--- START OF MATERIAL SHOWN ---

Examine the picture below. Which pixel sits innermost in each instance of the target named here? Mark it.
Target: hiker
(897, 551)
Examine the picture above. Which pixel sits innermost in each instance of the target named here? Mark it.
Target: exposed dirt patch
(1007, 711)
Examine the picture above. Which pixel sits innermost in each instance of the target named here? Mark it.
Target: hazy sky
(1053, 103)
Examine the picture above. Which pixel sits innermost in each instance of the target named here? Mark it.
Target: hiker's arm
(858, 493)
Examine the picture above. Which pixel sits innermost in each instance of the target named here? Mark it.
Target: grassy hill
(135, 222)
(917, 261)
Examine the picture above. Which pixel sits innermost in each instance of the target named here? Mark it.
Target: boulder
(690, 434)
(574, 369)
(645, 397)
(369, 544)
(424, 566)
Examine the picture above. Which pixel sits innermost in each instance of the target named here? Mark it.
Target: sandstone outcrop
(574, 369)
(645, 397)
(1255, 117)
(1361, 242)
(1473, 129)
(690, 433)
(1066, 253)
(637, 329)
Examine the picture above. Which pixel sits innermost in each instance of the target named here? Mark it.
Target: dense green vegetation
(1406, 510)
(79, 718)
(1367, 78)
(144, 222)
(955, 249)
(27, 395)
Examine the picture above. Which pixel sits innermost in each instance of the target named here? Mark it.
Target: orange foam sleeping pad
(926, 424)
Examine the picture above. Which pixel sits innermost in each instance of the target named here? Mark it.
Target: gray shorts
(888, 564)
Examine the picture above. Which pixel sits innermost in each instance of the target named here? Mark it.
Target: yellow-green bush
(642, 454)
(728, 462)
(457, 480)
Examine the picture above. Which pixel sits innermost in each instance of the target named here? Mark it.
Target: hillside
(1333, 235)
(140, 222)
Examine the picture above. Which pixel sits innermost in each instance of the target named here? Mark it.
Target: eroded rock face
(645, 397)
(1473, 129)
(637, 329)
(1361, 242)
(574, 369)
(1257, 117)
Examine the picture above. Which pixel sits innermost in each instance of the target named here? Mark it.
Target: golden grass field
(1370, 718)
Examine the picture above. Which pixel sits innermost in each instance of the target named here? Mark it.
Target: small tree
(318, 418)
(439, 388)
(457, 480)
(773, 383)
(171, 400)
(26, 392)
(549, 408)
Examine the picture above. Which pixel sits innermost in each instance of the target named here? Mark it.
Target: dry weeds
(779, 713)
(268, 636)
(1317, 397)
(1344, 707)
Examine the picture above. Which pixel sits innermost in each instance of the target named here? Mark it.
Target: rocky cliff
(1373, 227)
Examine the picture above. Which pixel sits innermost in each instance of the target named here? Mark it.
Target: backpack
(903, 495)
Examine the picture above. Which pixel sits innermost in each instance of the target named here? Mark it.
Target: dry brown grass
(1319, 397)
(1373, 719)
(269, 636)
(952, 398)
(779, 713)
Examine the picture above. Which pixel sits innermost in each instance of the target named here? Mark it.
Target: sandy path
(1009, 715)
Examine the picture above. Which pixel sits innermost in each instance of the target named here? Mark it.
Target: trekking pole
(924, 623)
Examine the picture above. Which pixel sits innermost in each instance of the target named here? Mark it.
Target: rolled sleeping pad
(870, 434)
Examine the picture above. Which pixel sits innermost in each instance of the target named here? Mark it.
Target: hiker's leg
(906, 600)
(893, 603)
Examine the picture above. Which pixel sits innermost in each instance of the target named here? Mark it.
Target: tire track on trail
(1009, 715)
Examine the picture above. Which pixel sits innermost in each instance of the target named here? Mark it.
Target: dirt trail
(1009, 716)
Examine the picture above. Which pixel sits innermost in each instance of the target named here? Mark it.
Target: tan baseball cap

--- END OF MATERIAL SHOWN ---

[REQUEST] Write out every line of the data from its start through the line containing "(1007, 711)", inclusive, with all wording unchanged except the point coordinates. Multiply each coordinate by 0.7 and round it to a whole number, rounding halves up.

[SOLUTION FOR THIS PROBLEM]
Examine the picture below. Which pixel sits innermost in each instance of the target named here? Mark it.
Target: hiker
(628, 386)
Examine the picture above. Which pixel sits innermost in each instance of the target named here? Mark it.
Target: exposed dirt patch
(705, 498)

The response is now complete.